**STATED GOAL**
Extract the complete listing and output it unchanged.

[Data items]
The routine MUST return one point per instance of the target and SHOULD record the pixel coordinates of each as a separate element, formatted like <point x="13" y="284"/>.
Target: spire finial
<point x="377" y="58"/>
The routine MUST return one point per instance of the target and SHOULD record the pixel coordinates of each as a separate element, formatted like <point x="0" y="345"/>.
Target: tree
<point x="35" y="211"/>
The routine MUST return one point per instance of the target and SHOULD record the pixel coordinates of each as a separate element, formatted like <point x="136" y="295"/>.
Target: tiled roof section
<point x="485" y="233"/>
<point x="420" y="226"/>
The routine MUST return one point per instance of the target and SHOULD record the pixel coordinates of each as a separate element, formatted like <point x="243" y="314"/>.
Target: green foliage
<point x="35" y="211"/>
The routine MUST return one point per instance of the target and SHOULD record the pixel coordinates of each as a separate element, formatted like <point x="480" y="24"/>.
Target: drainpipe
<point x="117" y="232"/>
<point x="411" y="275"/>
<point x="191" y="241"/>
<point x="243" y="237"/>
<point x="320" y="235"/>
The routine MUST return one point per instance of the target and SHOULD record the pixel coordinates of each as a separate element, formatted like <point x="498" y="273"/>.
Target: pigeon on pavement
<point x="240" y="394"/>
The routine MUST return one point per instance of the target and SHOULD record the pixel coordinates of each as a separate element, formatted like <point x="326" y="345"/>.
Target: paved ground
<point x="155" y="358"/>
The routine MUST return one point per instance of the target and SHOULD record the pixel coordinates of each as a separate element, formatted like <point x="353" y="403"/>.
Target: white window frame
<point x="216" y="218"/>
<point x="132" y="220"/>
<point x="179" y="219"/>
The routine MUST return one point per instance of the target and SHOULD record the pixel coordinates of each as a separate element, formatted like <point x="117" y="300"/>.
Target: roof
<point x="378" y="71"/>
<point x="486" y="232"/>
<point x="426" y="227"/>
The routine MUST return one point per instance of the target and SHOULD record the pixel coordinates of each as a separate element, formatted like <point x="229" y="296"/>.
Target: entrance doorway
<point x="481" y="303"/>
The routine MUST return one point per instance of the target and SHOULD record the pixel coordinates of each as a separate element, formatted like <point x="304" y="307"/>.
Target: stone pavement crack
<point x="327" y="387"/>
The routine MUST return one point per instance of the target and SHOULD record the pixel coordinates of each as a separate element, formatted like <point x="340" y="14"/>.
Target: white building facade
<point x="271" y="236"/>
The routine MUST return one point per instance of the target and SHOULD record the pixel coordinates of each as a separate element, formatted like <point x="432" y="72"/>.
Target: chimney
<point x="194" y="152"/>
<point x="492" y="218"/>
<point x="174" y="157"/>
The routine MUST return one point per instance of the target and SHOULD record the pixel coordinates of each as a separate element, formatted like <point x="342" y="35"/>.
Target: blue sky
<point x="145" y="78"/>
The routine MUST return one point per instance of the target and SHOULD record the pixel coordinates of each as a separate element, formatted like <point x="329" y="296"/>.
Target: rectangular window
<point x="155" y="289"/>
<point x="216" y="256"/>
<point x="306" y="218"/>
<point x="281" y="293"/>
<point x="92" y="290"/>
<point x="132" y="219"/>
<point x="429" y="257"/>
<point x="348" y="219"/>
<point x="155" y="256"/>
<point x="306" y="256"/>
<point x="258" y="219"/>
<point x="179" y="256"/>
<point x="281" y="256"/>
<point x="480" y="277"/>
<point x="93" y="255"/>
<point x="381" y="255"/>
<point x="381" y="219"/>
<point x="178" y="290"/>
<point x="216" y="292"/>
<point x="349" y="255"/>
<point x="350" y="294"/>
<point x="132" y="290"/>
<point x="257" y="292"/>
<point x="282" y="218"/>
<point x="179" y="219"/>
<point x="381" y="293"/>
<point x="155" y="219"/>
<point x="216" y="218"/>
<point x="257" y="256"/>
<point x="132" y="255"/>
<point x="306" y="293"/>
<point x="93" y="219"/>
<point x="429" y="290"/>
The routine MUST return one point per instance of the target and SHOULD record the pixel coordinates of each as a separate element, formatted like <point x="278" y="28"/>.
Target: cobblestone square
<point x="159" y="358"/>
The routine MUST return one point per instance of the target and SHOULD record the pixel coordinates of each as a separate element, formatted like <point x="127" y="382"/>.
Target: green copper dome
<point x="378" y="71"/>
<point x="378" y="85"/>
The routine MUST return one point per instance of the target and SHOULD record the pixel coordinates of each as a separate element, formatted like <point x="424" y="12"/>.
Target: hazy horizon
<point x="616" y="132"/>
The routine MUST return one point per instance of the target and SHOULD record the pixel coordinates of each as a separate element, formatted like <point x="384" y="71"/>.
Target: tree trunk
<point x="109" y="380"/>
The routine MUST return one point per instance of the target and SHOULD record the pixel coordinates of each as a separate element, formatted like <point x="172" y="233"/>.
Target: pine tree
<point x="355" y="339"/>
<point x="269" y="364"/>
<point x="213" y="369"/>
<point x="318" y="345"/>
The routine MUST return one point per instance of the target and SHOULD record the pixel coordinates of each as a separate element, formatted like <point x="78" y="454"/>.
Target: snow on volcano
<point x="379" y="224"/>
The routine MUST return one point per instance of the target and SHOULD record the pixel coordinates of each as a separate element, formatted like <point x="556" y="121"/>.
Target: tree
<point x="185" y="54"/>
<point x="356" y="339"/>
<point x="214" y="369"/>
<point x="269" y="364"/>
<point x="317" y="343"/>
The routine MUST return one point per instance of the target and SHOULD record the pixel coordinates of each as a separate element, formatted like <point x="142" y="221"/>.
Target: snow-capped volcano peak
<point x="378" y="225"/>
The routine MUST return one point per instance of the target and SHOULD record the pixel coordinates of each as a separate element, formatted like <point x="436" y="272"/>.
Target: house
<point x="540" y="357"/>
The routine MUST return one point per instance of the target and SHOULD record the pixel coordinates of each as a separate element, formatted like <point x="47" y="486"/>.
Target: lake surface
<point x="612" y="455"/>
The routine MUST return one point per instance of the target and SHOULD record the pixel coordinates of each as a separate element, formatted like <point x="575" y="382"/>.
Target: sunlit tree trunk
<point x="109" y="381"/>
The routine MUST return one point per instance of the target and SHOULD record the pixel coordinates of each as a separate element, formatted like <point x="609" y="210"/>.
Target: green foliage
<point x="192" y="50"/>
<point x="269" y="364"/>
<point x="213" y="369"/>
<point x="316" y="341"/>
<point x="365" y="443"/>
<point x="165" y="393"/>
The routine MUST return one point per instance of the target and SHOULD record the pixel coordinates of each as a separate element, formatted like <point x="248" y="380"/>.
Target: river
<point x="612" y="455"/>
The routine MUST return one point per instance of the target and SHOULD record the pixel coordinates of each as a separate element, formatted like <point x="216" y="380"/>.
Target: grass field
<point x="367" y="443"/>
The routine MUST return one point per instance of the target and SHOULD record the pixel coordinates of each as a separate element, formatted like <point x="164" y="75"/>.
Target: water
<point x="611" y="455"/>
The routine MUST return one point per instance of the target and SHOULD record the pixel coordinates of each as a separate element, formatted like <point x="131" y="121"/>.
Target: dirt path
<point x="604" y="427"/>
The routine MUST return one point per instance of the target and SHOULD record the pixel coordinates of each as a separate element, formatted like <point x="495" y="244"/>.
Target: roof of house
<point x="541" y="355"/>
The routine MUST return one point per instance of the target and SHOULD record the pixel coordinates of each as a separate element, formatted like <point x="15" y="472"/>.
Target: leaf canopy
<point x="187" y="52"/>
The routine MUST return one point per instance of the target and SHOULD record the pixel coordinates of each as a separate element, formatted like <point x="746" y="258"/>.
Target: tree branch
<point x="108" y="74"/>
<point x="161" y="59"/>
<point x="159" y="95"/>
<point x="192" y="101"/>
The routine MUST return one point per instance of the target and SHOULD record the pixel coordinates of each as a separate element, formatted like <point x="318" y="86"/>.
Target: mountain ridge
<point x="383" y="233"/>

**ANSWER**
The routine MUST return one point per instance of the target and SHOULD record the pixel coordinates of each as a separate element, formatted like <point x="13" y="284"/>.
Target: spire finial
<point x="377" y="58"/>
The routine MUST return one point per instance of the target and SHOULD record the pixel coordinates of each as a separate element, formatted like <point x="0" y="345"/>.
Target: tree
<point x="35" y="211"/>
The routine MUST return one point per instance of the target and SHOULD record the pixel coordinates of each as a separate element, formatted like <point x="136" y="295"/>.
Target: tiled roof section
<point x="485" y="233"/>
<point x="420" y="226"/>
The routine MUST return one point per instance of the target and SHOULD record the pixel coordinates of each as a separate element, formatted like <point x="243" y="314"/>.
Target: green foliage
<point x="35" y="211"/>
The routine MUST return one point per instance of the target and SHOULD record the pixel coordinates of each as a separate element, formatted like <point x="480" y="24"/>.
Target: drainpipe
<point x="117" y="232"/>
<point x="411" y="275"/>
<point x="191" y="241"/>
<point x="243" y="237"/>
<point x="320" y="235"/>
The routine MUST return one point per instance of the target and SHOULD record the pixel coordinates of each as a separate element, formatted like <point x="498" y="273"/>.
Target: pigeon on pavement
<point x="240" y="394"/>
The routine MUST return one point per instance of the target and SHOULD record the pixel coordinates of each as a separate element, formatted like <point x="326" y="345"/>.
Target: paved ground
<point x="155" y="358"/>
The routine MUST return one point per instance of the target and SHOULD record the pixel coordinates of each as a separate element, formatted like <point x="353" y="403"/>.
Target: white window frame
<point x="216" y="218"/>
<point x="132" y="220"/>
<point x="179" y="219"/>
The routine MUST return one point per instance of the target and SHOULD record the pixel coordinates of each as a separate element, formatted like <point x="117" y="300"/>.
Target: roof
<point x="378" y="71"/>
<point x="486" y="232"/>
<point x="426" y="227"/>
The routine MUST return one point per instance of the target and SHOULD record the pixel coordinates of each as a separate element, formatted like <point x="229" y="296"/>.
Target: entrance doorway
<point x="481" y="303"/>
The routine MUST return one point per instance of the target and SHOULD record the pixel coordinates of each as a separate element, formatted like <point x="304" y="307"/>.
Target: stone pavement crack
<point x="327" y="387"/>
The routine MUST return one point per instance of the target and SHOULD record the pixel coordinates of each as a separate element, formatted like <point x="340" y="14"/>.
Target: white building facade
<point x="271" y="236"/>
The routine MUST return one point per instance of the target and SHOULD record the pixel coordinates of each as a separate element, formatted like <point x="432" y="72"/>.
Target: chimney
<point x="194" y="152"/>
<point x="492" y="218"/>
<point x="174" y="157"/>
The routine MUST return one point per instance of the target and SHOULD record the pixel coordinates of each as a separate element, formatted like <point x="342" y="35"/>.
Target: blue sky
<point x="145" y="78"/>
The routine MUST return one point per instance of the target and SHOULD record the pixel coordinates of each as a separate element, formatted like <point x="329" y="296"/>.
Target: rectangular window
<point x="155" y="289"/>
<point x="216" y="256"/>
<point x="306" y="218"/>
<point x="281" y="293"/>
<point x="92" y="290"/>
<point x="132" y="219"/>
<point x="429" y="257"/>
<point x="348" y="219"/>
<point x="155" y="256"/>
<point x="306" y="256"/>
<point x="258" y="219"/>
<point x="179" y="256"/>
<point x="281" y="256"/>
<point x="480" y="277"/>
<point x="93" y="255"/>
<point x="381" y="255"/>
<point x="381" y="219"/>
<point x="178" y="290"/>
<point x="216" y="292"/>
<point x="349" y="255"/>
<point x="350" y="294"/>
<point x="132" y="290"/>
<point x="257" y="292"/>
<point x="282" y="218"/>
<point x="179" y="219"/>
<point x="381" y="293"/>
<point x="155" y="219"/>
<point x="216" y="218"/>
<point x="257" y="256"/>
<point x="132" y="255"/>
<point x="306" y="293"/>
<point x="93" y="219"/>
<point x="429" y="290"/>
The routine MUST return one point per instance of the target and SHOULD record the pixel coordinates of each as a separate element, formatted like <point x="278" y="28"/>.
Target: cobblestone square
<point x="159" y="358"/>
The routine MUST return one point per instance of the target and SHOULD record the pixel coordinates of each as a separate element, formatted like <point x="127" y="382"/>.
Target: green copper dome
<point x="378" y="71"/>
<point x="378" y="85"/>
The routine MUST return one point per instance of the target and SHOULD record the pixel coordinates of each as a separate element, formatted like <point x="424" y="12"/>.
Target: hazy horizon
<point x="616" y="132"/>
The routine MUST return one point per instance of the target and SHOULD record the pixel coordinates of each as a separate element, formatted like <point x="384" y="71"/>.
Target: tree trunk
<point x="109" y="380"/>
The routine MUST return one point per instance of the target and SHOULD record the pixel coordinates of each as a separate element, formatted like <point x="172" y="233"/>.
Target: pine tree
<point x="355" y="339"/>
<point x="269" y="364"/>
<point x="213" y="369"/>
<point x="318" y="345"/>
The routine MUST return one point per instance of the target and SHOULD record the pixel coordinates of each as a separate element, formatted like <point x="78" y="454"/>.
Target: snow on volcano
<point x="379" y="224"/>
The routine MUST return one point per instance of the target and SHOULD record the pixel coordinates of each as a separate element, formatted like <point x="556" y="121"/>.
Target: tree
<point x="185" y="54"/>
<point x="356" y="339"/>
<point x="214" y="369"/>
<point x="269" y="364"/>
<point x="317" y="343"/>
The routine MUST return one point per instance of the target and SHOULD record the pixel coordinates of each as a separate element, formatted like <point x="142" y="221"/>.
Target: snow-capped volcano peak
<point x="378" y="225"/>
The routine MUST return one point per instance of the target and SHOULD record the pixel coordinates of each as a separate element, formatted like <point x="436" y="272"/>.
Target: house
<point x="540" y="357"/>
The routine MUST return one point per instance of the target and SHOULD record the pixel coordinates of each as a separate element, formatted like <point x="47" y="486"/>.
Target: lake surface
<point x="612" y="455"/>
The routine MUST return one point per instance of the target and SHOULD record the pixel coordinates of each as a separate element, formatted like <point x="575" y="382"/>.
Target: sunlit tree trunk
<point x="109" y="381"/>
The routine MUST return one point per instance of the target and SHOULD record the pixel coordinates of each as a separate element, formatted like <point x="609" y="210"/>.
Target: green foliage
<point x="192" y="50"/>
<point x="269" y="364"/>
<point x="213" y="369"/>
<point x="316" y="341"/>
<point x="365" y="443"/>
<point x="165" y="393"/>
The routine MUST return one point per instance of the target and SHOULD record the pixel coordinates of each as a separate element, formatted like <point x="248" y="380"/>.
Target: river
<point x="612" y="455"/>
The routine MUST return one point per instance of the target and SHOULD record the pixel coordinates of each as a separate element, formatted like <point x="216" y="380"/>.
Target: grass field
<point x="367" y="443"/>
The routine MUST return one point per instance of the target and SHOULD record the pixel coordinates of each as a separate element, formatted like <point x="164" y="75"/>.
Target: water
<point x="611" y="455"/>
The routine MUST return one point per instance of the target and SHOULD record the pixel coordinates of each as a separate element, formatted like <point x="131" y="121"/>.
Target: dirt path
<point x="604" y="427"/>
The routine MUST return one point per instance of the target and SHOULD record the pixel coordinates of each as a separate element, formatted like <point x="495" y="244"/>.
Target: roof of house
<point x="541" y="355"/>
The routine MUST return one point per instance of the target and SHOULD record the pixel coordinates of each as a separate element, formatted like <point x="15" y="472"/>.
Target: leaf canopy
<point x="187" y="52"/>
The routine MUST return one point per instance of the target and SHOULD record the pixel coordinates of each as a separate element, formatted like <point x="746" y="258"/>.
Target: tree branch
<point x="108" y="74"/>
<point x="161" y="59"/>
<point x="159" y="95"/>
<point x="192" y="101"/>
The routine MUST return one point per instance of the target and SHOULD record the pixel coordinates of each as a separate element, formatted like <point x="318" y="86"/>.
Target: mountain ridge
<point x="383" y="233"/>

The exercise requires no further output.